## Work request
Reproduce each record below in full, word for word, without images.

## Task inputs
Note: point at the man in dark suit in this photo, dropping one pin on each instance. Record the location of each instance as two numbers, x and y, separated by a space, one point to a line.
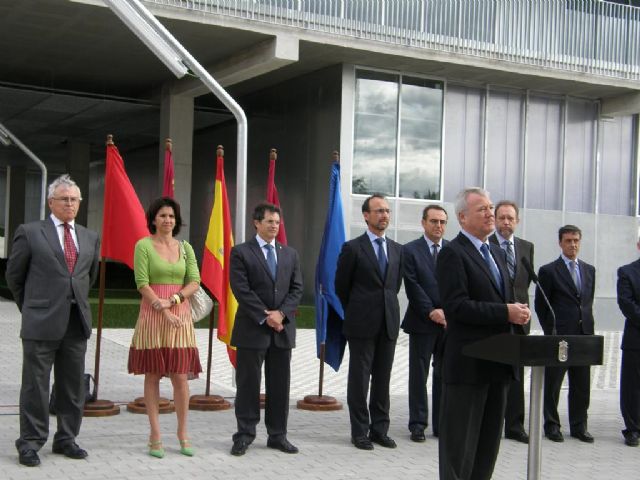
629 303
477 300
266 280
424 320
515 249
570 285
368 278
53 264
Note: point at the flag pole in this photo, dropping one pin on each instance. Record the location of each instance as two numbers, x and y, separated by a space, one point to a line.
208 402
100 408
321 402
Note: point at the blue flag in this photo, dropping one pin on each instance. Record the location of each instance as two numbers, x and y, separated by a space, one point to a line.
329 312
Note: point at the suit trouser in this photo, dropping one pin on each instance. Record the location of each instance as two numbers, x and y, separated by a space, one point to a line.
277 374
579 395
630 390
422 347
470 429
370 358
67 358
514 413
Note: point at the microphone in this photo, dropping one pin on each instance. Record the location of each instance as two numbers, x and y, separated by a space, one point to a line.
534 278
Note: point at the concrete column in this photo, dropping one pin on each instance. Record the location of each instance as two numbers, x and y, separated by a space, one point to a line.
14 204
77 165
176 122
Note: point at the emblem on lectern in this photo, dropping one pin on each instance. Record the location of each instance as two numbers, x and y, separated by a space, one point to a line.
563 351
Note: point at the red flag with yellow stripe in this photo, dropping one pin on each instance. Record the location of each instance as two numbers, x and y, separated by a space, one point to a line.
215 262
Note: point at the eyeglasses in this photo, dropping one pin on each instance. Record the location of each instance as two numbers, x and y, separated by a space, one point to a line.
71 200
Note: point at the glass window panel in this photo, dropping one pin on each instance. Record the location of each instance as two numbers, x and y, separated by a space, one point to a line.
420 139
579 156
544 154
463 139
504 146
375 144
617 165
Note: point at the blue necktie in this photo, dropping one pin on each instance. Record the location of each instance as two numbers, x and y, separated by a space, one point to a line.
511 258
492 267
575 275
271 260
382 257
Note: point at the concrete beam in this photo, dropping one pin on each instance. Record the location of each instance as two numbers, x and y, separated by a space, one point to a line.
252 62
628 104
176 122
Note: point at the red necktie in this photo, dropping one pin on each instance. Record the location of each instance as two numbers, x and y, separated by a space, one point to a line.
70 252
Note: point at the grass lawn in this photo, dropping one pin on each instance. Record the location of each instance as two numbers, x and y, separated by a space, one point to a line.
122 311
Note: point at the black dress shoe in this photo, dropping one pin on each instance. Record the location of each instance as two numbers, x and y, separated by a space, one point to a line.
583 436
283 445
363 443
521 437
239 448
555 436
70 450
632 439
382 440
29 458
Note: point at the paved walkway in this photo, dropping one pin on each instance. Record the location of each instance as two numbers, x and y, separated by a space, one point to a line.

## Task response
Note: point at the man in dark suit in this photo, dropping one pin on each instance. Record the location of each instance as two numbers, x and y, separated by a space, one point to a line.
629 303
477 300
266 280
424 320
515 249
570 285
368 278
53 264
Note: point at the flag pole in this photo, dropping one pin on each instance. Record the location of each instance as two numbers, x and y, separated by a space, one point to a line.
208 402
100 408
321 402
Note: point at the blue flag in this photo, dropping one pin on each instance. Record the location of each instance as two numbers, x and y, separated by a space, one point to a line.
329 312
Note: point at the suit trouser in this photo, dropping one pin on each instance. Record the location of each instance as two numbers, x and y, separated by a space, one point to a line.
277 374
579 395
630 390
422 347
470 429
370 358
67 358
514 413
Note: point at the microphone in this photo, dropping one pin on each instance. Record the location of each instance as two numbers, x and y, separated by a space, one point to a line.
534 278
Note: point at the concrete column in this photo, dropping one pin on each instance. Record the location of each instance as two numbers, x and y, separated by a space, one point to a line.
14 204
77 165
176 122
Note: point at the emblem on lectern in this photo, dropping one pin on each instance. Record the location of each instance as two numbers, x and y, separated by a space, one point to a line.
563 351
Note: point at the red flag with yellow stripe in this photo, dropping one pin on each instance. Record the location of each instance as two numbers, x and y, separated by a space, one point to a line.
215 262
Note: point at the eyeglasses in this photo, dropping one pin on each instance. Record the location of each instance as two numbers, x and y, separated by a space, one point to a line.
71 200
Note: point at the glass window panel in this photo, dropping one pin on each instance. Record the location of each instance as two numbers, x and y, separated by a space, one point to a line.
420 139
579 156
544 154
463 139
504 146
375 144
617 165
Note: point at the blue necktie in this photo, dropping one pin on each instance. Record the location of each instance as two numbers, x and y, separated by a space, one point to a line.
511 258
492 267
575 275
271 260
382 257
Note: point at the concrete beam in this photo, dropping one pin on each instance. Record the location of each instance as two numbers, x and y, separated by a space, one point to a line.
252 62
628 104
176 122
Note: point at the red necktie in this photo, dropping one pin on each instance. Record the location of each instance as two numbers, x and y, separated by a space, one point to a line.
70 252
Note: point at the grass lawn in this photo, dropping one pin on each instance. Record the location of each instance as two numbers, x and y, separated by a space, one point to a line.
122 311
Note: point at the black dress shoe in this photo, dropping one pin on each instance. Record the location of each instance as two numbers, x and y, separated by a space, one point to a line.
583 436
283 445
363 443
521 437
239 448
555 436
70 450
632 439
382 440
29 458
Note: point at the paved walkway in this photo, dropping one pin on each instance. Record the location of each instance as two numbers, x and y, separated by a space, one point to a line.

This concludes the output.